• Short exercise
Pick out and copy each line in the rows below that contains the string "grass". Case counts.

• Dataset excerpts
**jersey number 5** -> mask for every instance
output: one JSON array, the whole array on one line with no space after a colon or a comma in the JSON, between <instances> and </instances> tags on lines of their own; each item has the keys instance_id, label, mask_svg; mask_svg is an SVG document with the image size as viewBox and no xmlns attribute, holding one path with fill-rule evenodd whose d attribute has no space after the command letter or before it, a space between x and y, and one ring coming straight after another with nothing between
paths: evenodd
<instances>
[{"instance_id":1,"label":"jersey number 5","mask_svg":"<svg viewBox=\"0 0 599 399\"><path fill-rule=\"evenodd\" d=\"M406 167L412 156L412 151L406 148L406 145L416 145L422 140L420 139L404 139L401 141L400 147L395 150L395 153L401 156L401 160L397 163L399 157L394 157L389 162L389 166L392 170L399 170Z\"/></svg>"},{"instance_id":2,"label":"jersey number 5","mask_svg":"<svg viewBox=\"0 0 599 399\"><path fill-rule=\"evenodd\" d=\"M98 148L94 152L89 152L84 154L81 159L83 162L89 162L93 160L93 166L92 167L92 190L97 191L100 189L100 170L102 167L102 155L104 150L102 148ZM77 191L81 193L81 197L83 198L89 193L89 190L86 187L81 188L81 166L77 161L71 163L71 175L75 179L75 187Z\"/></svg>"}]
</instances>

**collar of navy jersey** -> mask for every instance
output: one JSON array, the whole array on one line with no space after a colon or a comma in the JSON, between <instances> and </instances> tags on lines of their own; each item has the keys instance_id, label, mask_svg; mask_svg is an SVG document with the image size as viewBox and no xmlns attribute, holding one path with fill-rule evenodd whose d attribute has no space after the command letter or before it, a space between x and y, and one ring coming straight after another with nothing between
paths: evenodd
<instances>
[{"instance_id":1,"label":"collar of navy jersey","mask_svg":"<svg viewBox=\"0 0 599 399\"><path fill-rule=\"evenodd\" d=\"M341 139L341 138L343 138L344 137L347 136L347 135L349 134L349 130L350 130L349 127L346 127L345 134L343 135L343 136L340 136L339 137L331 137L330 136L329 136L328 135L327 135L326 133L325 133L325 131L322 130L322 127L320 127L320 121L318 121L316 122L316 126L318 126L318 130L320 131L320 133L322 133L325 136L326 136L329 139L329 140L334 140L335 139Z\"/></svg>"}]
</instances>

==

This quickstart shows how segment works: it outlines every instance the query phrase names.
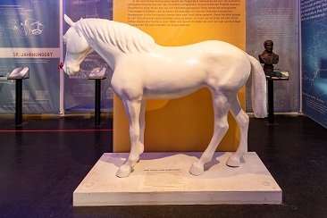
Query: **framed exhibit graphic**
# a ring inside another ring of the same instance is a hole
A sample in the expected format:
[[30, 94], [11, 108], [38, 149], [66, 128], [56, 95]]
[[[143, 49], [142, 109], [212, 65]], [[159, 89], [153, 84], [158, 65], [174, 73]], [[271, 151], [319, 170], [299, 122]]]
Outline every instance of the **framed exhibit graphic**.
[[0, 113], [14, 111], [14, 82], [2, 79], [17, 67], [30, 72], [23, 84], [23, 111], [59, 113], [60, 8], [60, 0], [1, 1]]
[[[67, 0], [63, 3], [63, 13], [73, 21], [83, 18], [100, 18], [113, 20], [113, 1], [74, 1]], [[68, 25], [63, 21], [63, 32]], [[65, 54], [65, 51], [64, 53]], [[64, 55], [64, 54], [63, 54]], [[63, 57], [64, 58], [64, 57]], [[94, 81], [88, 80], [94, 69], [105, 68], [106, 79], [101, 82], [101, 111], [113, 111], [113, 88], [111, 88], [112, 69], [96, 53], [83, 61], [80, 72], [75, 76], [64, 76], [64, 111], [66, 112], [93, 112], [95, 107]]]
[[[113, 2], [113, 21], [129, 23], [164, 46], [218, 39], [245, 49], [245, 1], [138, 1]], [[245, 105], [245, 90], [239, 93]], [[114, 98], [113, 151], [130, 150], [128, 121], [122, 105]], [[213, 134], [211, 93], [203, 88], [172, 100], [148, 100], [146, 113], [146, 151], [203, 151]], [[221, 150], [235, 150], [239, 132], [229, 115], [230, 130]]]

--

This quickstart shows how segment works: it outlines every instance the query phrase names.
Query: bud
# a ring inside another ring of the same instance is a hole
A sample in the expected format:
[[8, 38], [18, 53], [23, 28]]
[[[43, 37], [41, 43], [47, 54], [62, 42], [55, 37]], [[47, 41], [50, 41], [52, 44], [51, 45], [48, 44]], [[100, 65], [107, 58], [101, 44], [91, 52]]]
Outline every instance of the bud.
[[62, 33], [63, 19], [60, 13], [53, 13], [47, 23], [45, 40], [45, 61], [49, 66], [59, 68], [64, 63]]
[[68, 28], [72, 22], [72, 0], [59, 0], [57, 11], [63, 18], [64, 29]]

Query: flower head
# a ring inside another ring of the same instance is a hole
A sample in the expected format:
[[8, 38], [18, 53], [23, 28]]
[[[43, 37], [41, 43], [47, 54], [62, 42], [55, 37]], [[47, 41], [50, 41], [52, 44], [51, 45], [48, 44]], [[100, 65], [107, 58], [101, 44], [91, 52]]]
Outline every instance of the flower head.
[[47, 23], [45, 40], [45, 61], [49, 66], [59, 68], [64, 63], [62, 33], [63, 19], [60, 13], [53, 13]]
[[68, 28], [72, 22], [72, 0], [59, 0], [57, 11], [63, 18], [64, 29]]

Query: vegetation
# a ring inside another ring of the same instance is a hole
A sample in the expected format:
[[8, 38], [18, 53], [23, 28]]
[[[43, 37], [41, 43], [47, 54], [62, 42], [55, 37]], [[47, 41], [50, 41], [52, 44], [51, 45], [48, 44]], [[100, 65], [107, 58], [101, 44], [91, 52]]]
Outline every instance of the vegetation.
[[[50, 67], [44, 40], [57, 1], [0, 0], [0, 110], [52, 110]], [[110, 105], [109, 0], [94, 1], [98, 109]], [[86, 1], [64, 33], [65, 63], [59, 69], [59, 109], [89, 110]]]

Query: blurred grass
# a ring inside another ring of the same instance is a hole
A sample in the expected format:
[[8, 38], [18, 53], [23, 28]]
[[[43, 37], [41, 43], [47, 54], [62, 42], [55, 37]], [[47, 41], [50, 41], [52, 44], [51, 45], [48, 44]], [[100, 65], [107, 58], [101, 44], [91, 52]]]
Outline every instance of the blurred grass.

• Completed exercise
Query: blurred grass
Outline every instance of the blurred grass.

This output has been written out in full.